═════ Provided information
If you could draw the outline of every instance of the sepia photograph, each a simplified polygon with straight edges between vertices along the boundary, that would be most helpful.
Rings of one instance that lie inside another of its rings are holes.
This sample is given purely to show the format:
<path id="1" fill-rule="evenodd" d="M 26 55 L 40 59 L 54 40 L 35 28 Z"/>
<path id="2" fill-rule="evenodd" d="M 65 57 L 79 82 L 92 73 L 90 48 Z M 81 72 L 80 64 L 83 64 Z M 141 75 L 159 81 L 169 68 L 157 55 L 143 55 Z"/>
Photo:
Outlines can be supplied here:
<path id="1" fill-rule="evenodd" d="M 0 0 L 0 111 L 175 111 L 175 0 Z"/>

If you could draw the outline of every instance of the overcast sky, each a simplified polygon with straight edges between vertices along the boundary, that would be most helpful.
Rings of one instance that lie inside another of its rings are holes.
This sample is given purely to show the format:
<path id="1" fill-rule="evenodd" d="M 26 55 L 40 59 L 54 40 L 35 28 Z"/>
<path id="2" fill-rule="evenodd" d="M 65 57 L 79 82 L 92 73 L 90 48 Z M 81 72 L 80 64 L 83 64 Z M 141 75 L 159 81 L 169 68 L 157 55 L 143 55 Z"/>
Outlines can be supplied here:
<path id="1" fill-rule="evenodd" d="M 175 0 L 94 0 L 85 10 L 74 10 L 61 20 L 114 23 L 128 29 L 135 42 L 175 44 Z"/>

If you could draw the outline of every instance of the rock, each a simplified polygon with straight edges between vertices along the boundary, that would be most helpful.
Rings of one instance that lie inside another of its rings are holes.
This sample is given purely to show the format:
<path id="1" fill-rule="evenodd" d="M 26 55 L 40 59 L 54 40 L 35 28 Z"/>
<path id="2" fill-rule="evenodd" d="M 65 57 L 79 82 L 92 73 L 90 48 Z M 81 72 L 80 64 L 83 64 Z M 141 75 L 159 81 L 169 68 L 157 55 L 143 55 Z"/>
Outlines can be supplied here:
══════════
Copy out the records word for word, from the start up to and including the line that contains "61 20 L 114".

Final result:
If you could draw the outline of every instance of the sepia photograph, each a simplified polygon with straight edges between vertices along the boundary, that would be most helpful.
Rings of one instance that lie inside another of its rings are holes.
This sample is given purely to show the format:
<path id="1" fill-rule="evenodd" d="M 26 55 L 40 59 L 54 40 L 35 28 Z"/>
<path id="2" fill-rule="evenodd" d="M 65 57 L 79 82 L 92 73 L 90 48 Z M 81 72 L 80 64 L 83 64 Z M 141 75 L 159 81 L 169 68 L 157 55 L 143 55 Z"/>
Photo:
Outlines can be supplied here:
<path id="1" fill-rule="evenodd" d="M 0 0 L 0 111 L 175 111 L 175 0 Z"/>

If you could draw the outline of every instance of the overcast sky, each a simplified polygon with straight edges between vertices along the boundary, that would be most helpful.
Rings of one instance that lie inside another of its rings are holes.
This sample is given purely to show the format:
<path id="1" fill-rule="evenodd" d="M 26 55 L 40 59 L 54 40 L 35 28 Z"/>
<path id="2" fill-rule="evenodd" d="M 65 57 L 79 82 L 92 73 L 90 48 Z M 81 72 L 80 64 L 83 64 Z M 141 75 L 159 81 L 169 68 L 157 55 L 143 55 Z"/>
Outlines can be supplied here:
<path id="1" fill-rule="evenodd" d="M 175 0 L 94 0 L 85 10 L 74 10 L 61 20 L 114 23 L 128 29 L 135 42 L 175 44 Z"/>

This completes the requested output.